Content starts
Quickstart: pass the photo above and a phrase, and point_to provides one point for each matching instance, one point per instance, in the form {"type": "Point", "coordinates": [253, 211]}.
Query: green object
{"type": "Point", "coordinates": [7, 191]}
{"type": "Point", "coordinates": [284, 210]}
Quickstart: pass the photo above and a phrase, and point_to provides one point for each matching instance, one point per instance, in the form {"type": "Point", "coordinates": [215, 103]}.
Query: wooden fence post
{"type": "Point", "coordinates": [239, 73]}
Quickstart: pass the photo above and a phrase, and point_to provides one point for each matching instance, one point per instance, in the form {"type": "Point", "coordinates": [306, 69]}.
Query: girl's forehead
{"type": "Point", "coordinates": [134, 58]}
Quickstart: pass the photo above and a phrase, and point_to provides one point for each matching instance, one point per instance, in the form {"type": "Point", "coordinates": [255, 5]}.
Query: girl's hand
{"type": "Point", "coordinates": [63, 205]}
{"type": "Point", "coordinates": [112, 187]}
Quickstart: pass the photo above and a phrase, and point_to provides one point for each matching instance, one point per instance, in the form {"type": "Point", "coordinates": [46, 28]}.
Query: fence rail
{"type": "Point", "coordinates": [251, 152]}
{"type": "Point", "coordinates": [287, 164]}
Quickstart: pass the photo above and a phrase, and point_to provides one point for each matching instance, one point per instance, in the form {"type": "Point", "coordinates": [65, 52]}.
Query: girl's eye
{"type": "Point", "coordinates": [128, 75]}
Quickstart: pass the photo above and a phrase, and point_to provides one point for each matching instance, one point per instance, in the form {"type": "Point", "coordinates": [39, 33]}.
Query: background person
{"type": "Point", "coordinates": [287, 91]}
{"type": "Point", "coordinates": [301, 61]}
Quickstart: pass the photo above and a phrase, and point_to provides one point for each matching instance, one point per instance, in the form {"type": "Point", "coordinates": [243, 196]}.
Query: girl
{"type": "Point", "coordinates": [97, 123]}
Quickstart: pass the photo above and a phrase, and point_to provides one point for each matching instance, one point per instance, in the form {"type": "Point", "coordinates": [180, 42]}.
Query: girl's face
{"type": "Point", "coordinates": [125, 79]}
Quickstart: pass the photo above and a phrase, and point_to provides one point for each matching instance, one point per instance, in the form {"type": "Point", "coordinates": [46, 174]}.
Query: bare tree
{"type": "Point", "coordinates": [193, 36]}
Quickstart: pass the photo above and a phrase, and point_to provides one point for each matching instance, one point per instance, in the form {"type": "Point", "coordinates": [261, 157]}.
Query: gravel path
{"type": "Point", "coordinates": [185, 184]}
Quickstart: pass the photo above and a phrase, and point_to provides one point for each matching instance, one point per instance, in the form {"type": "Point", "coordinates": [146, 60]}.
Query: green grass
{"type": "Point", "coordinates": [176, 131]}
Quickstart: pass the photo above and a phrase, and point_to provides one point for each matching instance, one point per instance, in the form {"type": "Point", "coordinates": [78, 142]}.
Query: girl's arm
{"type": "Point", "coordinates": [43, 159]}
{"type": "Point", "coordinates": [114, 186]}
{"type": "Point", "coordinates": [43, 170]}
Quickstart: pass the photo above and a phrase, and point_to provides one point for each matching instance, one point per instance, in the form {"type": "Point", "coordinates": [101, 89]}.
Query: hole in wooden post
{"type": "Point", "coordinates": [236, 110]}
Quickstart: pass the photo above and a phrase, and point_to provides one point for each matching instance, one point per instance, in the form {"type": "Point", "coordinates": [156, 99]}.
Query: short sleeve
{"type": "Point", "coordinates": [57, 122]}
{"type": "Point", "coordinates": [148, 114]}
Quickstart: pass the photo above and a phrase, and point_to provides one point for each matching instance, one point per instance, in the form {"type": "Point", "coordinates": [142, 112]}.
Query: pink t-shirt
Content ends
WHAT IS REQUIRED: The entries above need to be repeated in full, exactly as written.

SOLUTION FOR THIS PROBLEM:
Quickstart: pass the photo above and a phrase, and point_to provides one point for each matching instance, one point per instance, in the form {"type": "Point", "coordinates": [253, 211]}.
Query: green object
{"type": "Point", "coordinates": [7, 191]}
{"type": "Point", "coordinates": [284, 210]}
Quickstart: pass the photo above and a phrase, and point_to provides one point for each matching instance, one point per instance, in the form {"type": "Point", "coordinates": [215, 103]}.
Query: wooden fence post
{"type": "Point", "coordinates": [239, 73]}
Quickstart: pass the photo above and a phrase, and point_to provides one point for each matching instance, one point per instance, in the form {"type": "Point", "coordinates": [306, 69]}.
Query: girl's forehead
{"type": "Point", "coordinates": [134, 58]}
Quickstart: pass the photo above and a phrase, and point_to provides one point for each matching instance, one point per instance, in the form {"type": "Point", "coordinates": [255, 5]}.
Query: girl's hand
{"type": "Point", "coordinates": [63, 205]}
{"type": "Point", "coordinates": [112, 187]}
Quickstart: pass the photo above and a phrase, and point_to provides one point for each matching instance, one point per instance, in the form {"type": "Point", "coordinates": [46, 28]}.
Query: fence rail
{"type": "Point", "coordinates": [251, 152]}
{"type": "Point", "coordinates": [287, 164]}
Quickstart: pass the photo above and a phrase, and point_to provides one point for each matching instance, one point per instance, in the form {"type": "Point", "coordinates": [65, 52]}.
Query: girl's eye
{"type": "Point", "coordinates": [128, 75]}
Quickstart: pass the photo above and a phrase, and point_to provides one point for each matching instance, one point per instance, in the form {"type": "Point", "coordinates": [39, 33]}.
Query: background person
{"type": "Point", "coordinates": [287, 91]}
{"type": "Point", "coordinates": [301, 61]}
Quickstart: pass the photo above and a phrase, and point_to provides one point for each matching instance, one point per instance, in the form {"type": "Point", "coordinates": [243, 196]}.
Query: girl
{"type": "Point", "coordinates": [97, 123]}
Quickstart: pass the photo above and a phrase, and point_to provides one point for each matching instance, one point per instance, in the form {"type": "Point", "coordinates": [180, 42]}.
Query: girl's face
{"type": "Point", "coordinates": [125, 79]}
Quickstart: pass the photo above and a phrase, and point_to provides one point for each matching instance, one point per instance, in the form {"type": "Point", "coordinates": [46, 174]}.
Query: bare tree
{"type": "Point", "coordinates": [193, 36]}
Quickstart: pass the photo above and a phrase, and point_to provides one point for each matching instance, one point per instance, in the form {"type": "Point", "coordinates": [261, 157]}.
Query: gravel path
{"type": "Point", "coordinates": [185, 184]}
Quickstart: pass the photo above and a phrase, and point_to provides one point for each matching instance, one point per instance, in the form {"type": "Point", "coordinates": [146, 60]}.
Query: green grass
{"type": "Point", "coordinates": [176, 131]}
Quickstart: pass the photo above and a phrase, and point_to provides one point for each matching instance, one point per instance, in the form {"type": "Point", "coordinates": [78, 142]}.
Query: girl's arm
{"type": "Point", "coordinates": [43, 159]}
{"type": "Point", "coordinates": [114, 186]}
{"type": "Point", "coordinates": [43, 170]}
Quickstart: pass the photo above and a phrase, and point_to provides one point for each matching instance, one point per instance, in the form {"type": "Point", "coordinates": [101, 89]}.
Query: hole in wooden post
{"type": "Point", "coordinates": [236, 110]}
Quickstart: pass the photo above and a phrase, and point_to provides one point for each matching instance, one point per instance, in the form {"type": "Point", "coordinates": [156, 99]}.
Query: short sleeve
{"type": "Point", "coordinates": [57, 122]}
{"type": "Point", "coordinates": [148, 114]}
Quickstart: pass the photo above and a phrase, and point_to provides one point for each matching instance, one point per instance, in the form {"type": "Point", "coordinates": [142, 112]}.
Query: pink t-shirt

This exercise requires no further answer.